Listing =
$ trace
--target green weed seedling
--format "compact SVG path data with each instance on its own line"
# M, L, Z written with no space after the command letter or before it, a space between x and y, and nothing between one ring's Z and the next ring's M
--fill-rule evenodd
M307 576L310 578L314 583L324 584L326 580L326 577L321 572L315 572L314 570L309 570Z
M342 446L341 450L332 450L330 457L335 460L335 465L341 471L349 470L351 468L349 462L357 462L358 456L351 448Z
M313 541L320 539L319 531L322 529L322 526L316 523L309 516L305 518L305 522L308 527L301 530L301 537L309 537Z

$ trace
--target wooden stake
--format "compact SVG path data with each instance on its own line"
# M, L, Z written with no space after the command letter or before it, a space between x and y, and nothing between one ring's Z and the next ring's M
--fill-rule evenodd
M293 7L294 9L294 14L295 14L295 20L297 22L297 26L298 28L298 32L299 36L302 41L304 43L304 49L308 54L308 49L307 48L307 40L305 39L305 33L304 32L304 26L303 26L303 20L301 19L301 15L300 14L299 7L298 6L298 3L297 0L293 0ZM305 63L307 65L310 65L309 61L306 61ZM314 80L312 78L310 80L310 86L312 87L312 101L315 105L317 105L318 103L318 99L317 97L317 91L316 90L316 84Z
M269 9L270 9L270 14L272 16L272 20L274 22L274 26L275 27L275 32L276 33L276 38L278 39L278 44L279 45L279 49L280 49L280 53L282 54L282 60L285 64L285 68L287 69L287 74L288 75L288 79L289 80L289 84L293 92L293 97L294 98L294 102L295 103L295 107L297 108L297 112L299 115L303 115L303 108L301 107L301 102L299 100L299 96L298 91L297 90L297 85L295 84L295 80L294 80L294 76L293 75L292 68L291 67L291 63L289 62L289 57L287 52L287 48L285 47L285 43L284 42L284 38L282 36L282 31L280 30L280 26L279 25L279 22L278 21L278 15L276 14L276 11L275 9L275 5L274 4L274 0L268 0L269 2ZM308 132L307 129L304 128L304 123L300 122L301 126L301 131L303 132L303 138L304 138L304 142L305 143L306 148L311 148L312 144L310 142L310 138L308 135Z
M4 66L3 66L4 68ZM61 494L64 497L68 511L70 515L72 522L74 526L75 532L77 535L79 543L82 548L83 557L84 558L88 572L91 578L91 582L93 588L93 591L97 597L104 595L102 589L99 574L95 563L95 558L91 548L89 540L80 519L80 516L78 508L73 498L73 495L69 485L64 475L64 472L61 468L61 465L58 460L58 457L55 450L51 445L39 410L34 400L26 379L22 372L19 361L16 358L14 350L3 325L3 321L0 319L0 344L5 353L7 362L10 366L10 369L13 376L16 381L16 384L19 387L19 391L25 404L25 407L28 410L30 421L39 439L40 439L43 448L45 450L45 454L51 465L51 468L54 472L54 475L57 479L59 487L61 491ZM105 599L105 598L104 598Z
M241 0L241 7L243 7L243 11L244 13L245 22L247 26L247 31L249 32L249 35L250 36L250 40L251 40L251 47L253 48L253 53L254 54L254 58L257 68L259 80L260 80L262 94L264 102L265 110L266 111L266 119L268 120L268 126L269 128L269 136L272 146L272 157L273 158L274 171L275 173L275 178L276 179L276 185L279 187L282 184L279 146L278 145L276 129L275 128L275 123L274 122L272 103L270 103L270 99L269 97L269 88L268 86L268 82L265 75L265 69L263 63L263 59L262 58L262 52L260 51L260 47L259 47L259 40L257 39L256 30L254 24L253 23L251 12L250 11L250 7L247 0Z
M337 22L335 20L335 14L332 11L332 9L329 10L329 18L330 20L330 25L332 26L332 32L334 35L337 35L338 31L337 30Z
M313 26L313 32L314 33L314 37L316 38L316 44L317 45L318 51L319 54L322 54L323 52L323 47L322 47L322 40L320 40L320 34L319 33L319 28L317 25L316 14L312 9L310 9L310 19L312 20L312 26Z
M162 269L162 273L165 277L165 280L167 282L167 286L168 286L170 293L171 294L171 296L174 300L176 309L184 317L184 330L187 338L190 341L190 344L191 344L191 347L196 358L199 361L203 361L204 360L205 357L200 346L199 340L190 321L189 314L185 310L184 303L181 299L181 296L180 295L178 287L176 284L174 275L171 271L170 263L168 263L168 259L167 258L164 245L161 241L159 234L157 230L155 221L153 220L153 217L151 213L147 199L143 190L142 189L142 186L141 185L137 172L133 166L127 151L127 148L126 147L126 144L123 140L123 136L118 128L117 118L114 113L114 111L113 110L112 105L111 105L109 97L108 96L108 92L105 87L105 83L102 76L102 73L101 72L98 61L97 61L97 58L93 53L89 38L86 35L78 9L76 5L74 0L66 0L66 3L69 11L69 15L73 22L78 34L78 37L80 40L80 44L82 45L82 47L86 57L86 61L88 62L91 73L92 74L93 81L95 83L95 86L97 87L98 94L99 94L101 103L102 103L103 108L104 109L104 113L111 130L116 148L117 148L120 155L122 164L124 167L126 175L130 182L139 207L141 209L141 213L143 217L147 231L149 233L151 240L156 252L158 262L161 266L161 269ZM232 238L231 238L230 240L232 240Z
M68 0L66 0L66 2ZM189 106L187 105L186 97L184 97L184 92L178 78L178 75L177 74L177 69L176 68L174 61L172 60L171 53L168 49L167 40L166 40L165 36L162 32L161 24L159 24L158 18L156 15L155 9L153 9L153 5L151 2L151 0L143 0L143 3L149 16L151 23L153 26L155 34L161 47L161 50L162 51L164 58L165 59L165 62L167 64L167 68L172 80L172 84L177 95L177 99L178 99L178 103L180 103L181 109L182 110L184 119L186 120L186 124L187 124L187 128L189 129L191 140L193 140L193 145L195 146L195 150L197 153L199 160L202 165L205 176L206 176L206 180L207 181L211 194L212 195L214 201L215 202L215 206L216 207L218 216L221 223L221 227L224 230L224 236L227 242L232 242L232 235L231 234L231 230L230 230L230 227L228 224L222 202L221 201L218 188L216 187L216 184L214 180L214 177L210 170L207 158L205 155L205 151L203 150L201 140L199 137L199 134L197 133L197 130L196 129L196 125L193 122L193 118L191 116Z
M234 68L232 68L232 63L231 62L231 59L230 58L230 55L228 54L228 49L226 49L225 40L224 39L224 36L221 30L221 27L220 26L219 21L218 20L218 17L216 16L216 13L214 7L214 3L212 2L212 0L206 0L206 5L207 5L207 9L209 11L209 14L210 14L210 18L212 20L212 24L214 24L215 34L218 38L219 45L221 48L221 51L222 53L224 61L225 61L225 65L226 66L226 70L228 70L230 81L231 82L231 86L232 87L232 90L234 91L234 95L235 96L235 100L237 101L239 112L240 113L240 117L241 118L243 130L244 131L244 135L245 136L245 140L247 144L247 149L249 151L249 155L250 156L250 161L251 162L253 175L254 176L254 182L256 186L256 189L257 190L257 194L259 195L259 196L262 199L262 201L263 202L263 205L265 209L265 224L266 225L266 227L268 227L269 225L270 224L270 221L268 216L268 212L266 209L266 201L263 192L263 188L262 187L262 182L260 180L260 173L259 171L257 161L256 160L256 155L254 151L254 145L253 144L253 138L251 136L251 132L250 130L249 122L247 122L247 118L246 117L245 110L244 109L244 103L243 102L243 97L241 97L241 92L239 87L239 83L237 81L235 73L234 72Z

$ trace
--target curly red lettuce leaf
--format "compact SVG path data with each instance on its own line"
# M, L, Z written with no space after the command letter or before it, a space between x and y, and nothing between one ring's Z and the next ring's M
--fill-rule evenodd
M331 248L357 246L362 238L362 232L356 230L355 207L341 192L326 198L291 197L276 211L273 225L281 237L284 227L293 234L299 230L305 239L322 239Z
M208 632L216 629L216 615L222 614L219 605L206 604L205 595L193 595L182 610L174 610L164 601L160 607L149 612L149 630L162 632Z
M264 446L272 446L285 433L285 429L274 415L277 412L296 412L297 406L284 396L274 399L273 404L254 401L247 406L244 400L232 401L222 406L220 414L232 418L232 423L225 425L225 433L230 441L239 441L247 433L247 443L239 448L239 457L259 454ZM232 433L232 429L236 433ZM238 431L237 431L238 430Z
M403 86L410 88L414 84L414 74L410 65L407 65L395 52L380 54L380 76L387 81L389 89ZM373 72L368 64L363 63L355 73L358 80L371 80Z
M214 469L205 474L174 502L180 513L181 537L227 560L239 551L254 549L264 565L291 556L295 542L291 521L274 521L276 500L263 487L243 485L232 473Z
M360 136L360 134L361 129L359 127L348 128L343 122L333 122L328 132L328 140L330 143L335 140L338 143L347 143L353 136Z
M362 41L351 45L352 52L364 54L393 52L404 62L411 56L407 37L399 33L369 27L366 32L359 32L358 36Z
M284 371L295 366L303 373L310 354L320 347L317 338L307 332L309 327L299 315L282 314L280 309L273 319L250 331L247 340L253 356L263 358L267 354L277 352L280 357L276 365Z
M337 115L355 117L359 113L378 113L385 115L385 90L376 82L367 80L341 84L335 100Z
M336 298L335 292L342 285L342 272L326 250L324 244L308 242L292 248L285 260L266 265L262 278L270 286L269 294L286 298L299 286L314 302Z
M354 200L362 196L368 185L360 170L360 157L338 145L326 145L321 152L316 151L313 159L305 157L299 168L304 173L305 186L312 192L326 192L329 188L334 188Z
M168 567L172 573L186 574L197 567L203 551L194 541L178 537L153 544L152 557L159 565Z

Problem to work on =
Pull out every line of the records above that contains the string "target", matching case exactly so that a differently capitalized form does not count.

Answer to the problem =
--target green weed seedling
--target wooden stake
--target curly red lettuce leaf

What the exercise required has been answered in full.